-- START Stored records --

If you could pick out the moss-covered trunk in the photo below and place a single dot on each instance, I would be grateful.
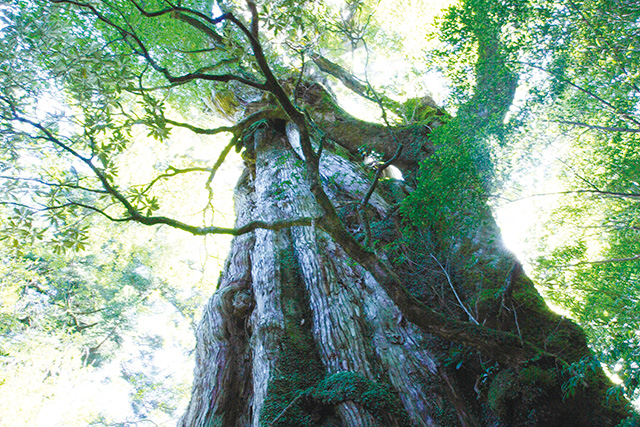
(299, 334)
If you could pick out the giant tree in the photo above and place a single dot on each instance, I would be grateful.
(347, 298)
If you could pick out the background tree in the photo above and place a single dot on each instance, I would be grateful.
(345, 300)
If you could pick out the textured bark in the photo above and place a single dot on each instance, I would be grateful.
(300, 334)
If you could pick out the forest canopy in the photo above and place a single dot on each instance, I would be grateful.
(124, 125)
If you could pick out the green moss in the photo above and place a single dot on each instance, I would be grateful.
(299, 366)
(378, 398)
(535, 376)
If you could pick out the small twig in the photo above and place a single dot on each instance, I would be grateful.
(473, 319)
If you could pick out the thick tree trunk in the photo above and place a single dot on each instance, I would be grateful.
(299, 334)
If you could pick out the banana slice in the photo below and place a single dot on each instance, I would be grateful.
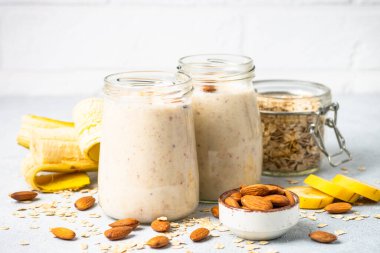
(331, 189)
(358, 187)
(87, 116)
(30, 123)
(311, 198)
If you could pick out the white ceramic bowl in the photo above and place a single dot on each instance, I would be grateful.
(258, 225)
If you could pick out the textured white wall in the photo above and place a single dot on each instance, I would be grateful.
(68, 46)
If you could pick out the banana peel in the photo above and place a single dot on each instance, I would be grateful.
(62, 152)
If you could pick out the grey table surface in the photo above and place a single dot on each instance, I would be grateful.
(359, 120)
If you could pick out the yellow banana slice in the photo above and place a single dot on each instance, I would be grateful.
(331, 189)
(358, 187)
(31, 123)
(311, 198)
(87, 116)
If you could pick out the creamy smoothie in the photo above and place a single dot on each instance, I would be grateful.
(148, 165)
(228, 136)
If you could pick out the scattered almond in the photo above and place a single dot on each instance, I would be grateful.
(323, 237)
(255, 190)
(278, 200)
(215, 211)
(274, 189)
(231, 202)
(236, 196)
(209, 88)
(63, 233)
(23, 195)
(160, 225)
(158, 242)
(338, 208)
(130, 222)
(256, 203)
(84, 203)
(199, 234)
(290, 196)
(117, 233)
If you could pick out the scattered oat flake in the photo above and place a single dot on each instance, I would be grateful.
(84, 246)
(337, 216)
(252, 247)
(219, 245)
(24, 243)
(292, 181)
(237, 240)
(322, 225)
(339, 232)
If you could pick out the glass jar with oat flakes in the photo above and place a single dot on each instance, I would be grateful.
(294, 115)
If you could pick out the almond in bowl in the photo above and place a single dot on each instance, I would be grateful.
(264, 212)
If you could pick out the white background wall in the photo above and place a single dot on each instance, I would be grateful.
(64, 47)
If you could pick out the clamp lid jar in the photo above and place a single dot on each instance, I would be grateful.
(293, 115)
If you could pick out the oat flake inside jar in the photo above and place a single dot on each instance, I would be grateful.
(227, 122)
(293, 115)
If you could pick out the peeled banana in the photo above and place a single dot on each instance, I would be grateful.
(311, 198)
(62, 152)
(331, 189)
(87, 116)
(358, 187)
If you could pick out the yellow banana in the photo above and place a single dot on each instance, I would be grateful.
(331, 189)
(358, 187)
(30, 123)
(87, 116)
(311, 198)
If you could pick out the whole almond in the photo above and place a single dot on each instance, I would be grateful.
(117, 233)
(231, 202)
(323, 237)
(236, 196)
(130, 222)
(199, 234)
(278, 200)
(290, 197)
(274, 189)
(255, 190)
(160, 225)
(84, 203)
(23, 195)
(158, 242)
(339, 207)
(63, 233)
(215, 211)
(256, 203)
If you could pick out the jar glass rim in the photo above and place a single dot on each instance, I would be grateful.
(146, 80)
(288, 89)
(213, 68)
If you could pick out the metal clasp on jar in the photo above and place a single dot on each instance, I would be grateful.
(315, 130)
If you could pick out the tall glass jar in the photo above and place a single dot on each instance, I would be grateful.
(293, 114)
(148, 165)
(227, 122)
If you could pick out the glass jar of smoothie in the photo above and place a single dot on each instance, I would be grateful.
(227, 122)
(148, 164)
(293, 114)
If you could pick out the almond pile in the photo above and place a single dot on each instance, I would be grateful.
(260, 197)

-- END Stored records --

■ **Task brief**: Give back exactly the lines from the line containing "If you could pick out the whole" to the end of the entries, and no other lines.

■ **Exercise answer**:
If you could pick out the whole almond in the photo above and place a single dot on each instance, I would be grateful.
(117, 233)
(231, 202)
(323, 237)
(236, 196)
(130, 222)
(199, 234)
(278, 200)
(290, 197)
(274, 189)
(255, 190)
(160, 225)
(84, 203)
(23, 195)
(158, 242)
(339, 207)
(63, 233)
(215, 211)
(256, 203)
If you could pick out the jar glass rim in the photo above and place a single dot on each instance, I would be grateful.
(146, 80)
(288, 89)
(213, 68)
If you could pick out the metal clasp on jar in the photo above and place a single dot on each instance, I would be grateful.
(315, 130)
If you could pick out the tall glass jar in the photo above and place a single dot on each instance, I would be grateful.
(293, 114)
(148, 165)
(227, 122)
If you could pick out the glass jar of smoothie in the photo above and place a single dot on each instance, I would be grateful.
(227, 122)
(148, 164)
(293, 114)
If you could pick out the almond pile in the photo above and place a single dot on each instance, I would be grateful.
(260, 197)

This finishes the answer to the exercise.